Written instruction ▸ Reproduce everything in the column on pain from "Proving that, yes, pain" down to "constructive about it.".

"Pain is a gift.''
Those were the words that came out of the pastor's mouth at church last week, and even though we'd just heard a Gospel reading about a couple of Jesus' more noteworthy healings, I was a bit startled.
Sure, it would be awesome to be wandering around somewhere near the Sea of Galilee, afflicted with deafness and a speech impediment, only to run into the Son of God and have him fix you right up. That's a gift, and no need for a bow and card.
But pain? A gift?
I looked around at my fellow worshipers in St. Peter's Episcopal Cathedral to see what the reaction might be. It was the gray heads - the people I assume know the most about the subject - nodding in apparent agreement.
"Pain is a gift,'' repeated the Very Rev. Stephen B. Morris. "But like any gift, it is what we do with it that determines its usefulness.''
Now I was getting it. By the time we were lining up for Communion, I was thinking about a conversation I'd had a couple of days earlier with Carolyn Leonard, whose story you'll read on Page 19. Carolyn took her pain over her husband's sudden death and turned it into action, changing her habits to restore her own health, and telling her story to help inspire others to do the same.
Proving that, yes, pain can be a gift.
Then I was reading the story you'll find on Page 10 about headaches, and why you shouldn't just pop a pill every time your temples start throbbing. Pain might be telling you there's something wrong other than an ibuprofen deficiency. Which could be a gift, if you do something constructive about it.

Information supplied ▸

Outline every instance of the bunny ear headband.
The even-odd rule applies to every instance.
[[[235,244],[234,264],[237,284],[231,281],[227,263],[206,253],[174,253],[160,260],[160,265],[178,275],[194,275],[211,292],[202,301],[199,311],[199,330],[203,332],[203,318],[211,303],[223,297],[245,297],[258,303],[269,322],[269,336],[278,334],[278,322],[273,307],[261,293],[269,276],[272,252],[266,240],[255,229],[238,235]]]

Response to this task ▸
Proving that, yes, pain can be a gift.
Then I was reading the story you'll find on Page 10 about headaches, and why you shouldn't just pop a pill every time your temples start throbbing. Pain might be telling you there's something wrong other than an ibuprofen deficiency. Which could be a gift, if you do something constructive about it.